- [PROBLEM SET]:
1) List every observation that, according to the molecular dynamics terminology text, beginners visualizing a trajectory sometimes take to be a problem.
2) Reproduce the portion of the molecular dynamics terminology text that starts at the words "Periodic boundary conditions (PBC)" and ends after the words "you should expect.".

- [EXCERPTED PASSAGE]:
Terminology

Pressure

The pressure in molecular dynamics can be computed from the kinetic energy and the virial.

Fluctuation

Whether or not pressure coupling is used within a simulation, the pressure value for the simulation box will oscillate significantly. Instantaneous pressure is meaningless, and not well-defined. Over a picosecond time scale it usually will not be a good indicator of the true pressure. This variation is entirely normal due to the fact that pressure is a macroscopic property and can only be measured properly as time average, while it is being measured and/or adjusted with pressure coupling on the microscopic scale. How much it varies and the speed at which it does depends on the number of atoms in the system, the type of pressure coupling used and the value of the coupling constants. Fluctuations of the order of hundreds of bar are typical. For a box of 216 waters, fluctuations of 500-600 bar are standard. Since the fluctuations go down with the square root of the number of particles, a system of 21600 water molecules (100 times larger) will still have pressure fluctuations of 50-60 bar.

Periodic boundary conditions

Periodic boundary conditions (PBC) are used in molecular dynamics simulations to avoid problems with boundary effects caused by finite size, and make the system more like an infinite one, at the cost of possible periodicity effects.

Beginners visualizing a trajectory sometimes think they are observing a problem when

  • the molecule(s) does not stay in the centre of the box, or
  • it appears that (parts of) the molecule(s) diffuse out of the box, or
  • holes are created, or
  • broken molecules appear, or
  • their unit cell was a rhombic dodecahedron or cubic octahedron but it looks like a slanted cube after the simulation, or
  • crazy bonds all across the simulation cell appear.

This is not a problem or error that is occuring, it is what you should expect.

The existence of PBC means that any atom that leaves a simulation box by, say, the right-hand face, then enters the simulation box by the left-hand face. In the example of a large protein, if you look at the face of the simulation box that is opposite to the one from which the protein is protruding, then a hole in the solvent will be visible. The reason that the molecule(s) move from where they were initially located within the box is (for the vast majority of simulations) they are free to diffuse around. And so they do. They are not held in a magic location of the box. The box is not centered around anything while performing the simulation. Molecules are not made whole as a matter of course. Moreover, any periodic cell shape can be expressed as a parallelepiped (a.k.a. triclinic cell), and GROMACS does so internally regardless of the initial shape of the box.

These visual issues can be fixed after the conclusion of the simulation by judicious use of the optional inputs to gmx trjconv to process the trajectory files. Similarly, analyses such as RMSD of atomic positions can be flawed when a reference structure is compared with a structure that needs adjusting for periodicity effects, and the solution with gmx trjconv follows the same lines. Some complex cases needing more than one operation will require more than one invocation of gmx trjconv in order to work.

- [AVAILABLE DATA]:
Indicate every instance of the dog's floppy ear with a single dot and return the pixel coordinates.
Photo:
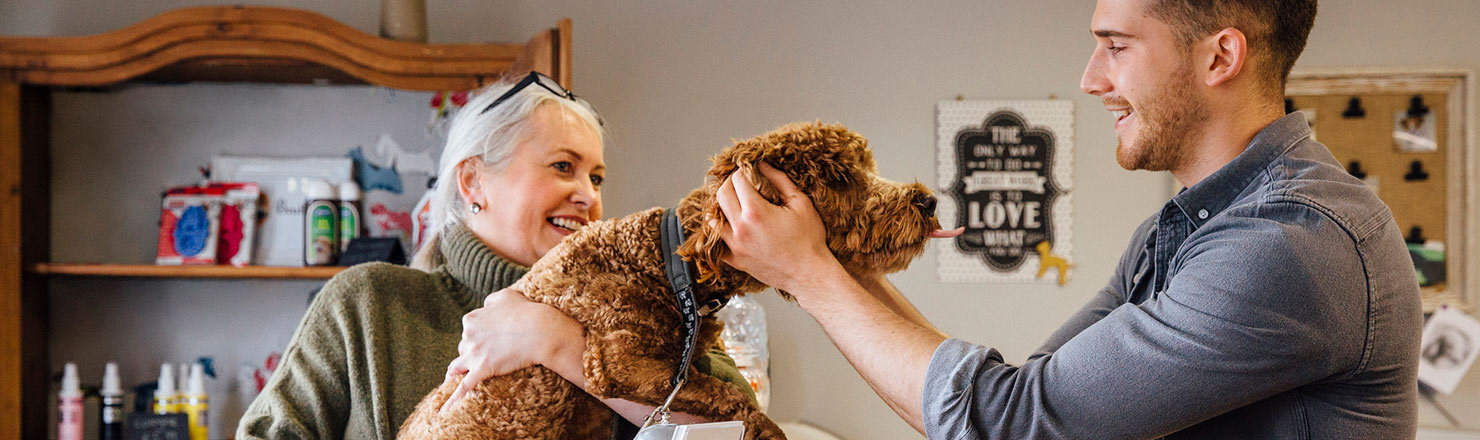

- [TASK ANSWERS]:
1)
- The molecule(s) does not stay in the centre of the box.
- (Parts of) the molecule(s) appear to diffuse out of the box.
- Holes are created.
- Broken molecules appear.
- A unit cell that was a rhombic dodecahedron or cubic octahedron looks like a slanted cube after the simulation.
- Crazy bonds appear all across the simulation cell.

2)
Periodic boundary conditions (PBC) are used in molecular dynamics simulations to avoid problems with boundary effects caused by finite size, and make the system more like an infinite one, at the cost of possible periodicity effects.

Beginners visualizing a trajectory sometimes think they are observing a problem when

  • the molecule(s) does not stay in the centre of the box, or
  • it appears that (parts of) the molecule(s) diffuse out of the box, or
  • holes are created, or
  • broken molecules appear, or
  • their unit cell was a rhombic dodecahedron or cubic octahedron but it looks like a slanted cube after the simulation, or
  • crazy bonds all across the simulation cell appear.

This is not a problem or error that is occuring, it is what you should expect.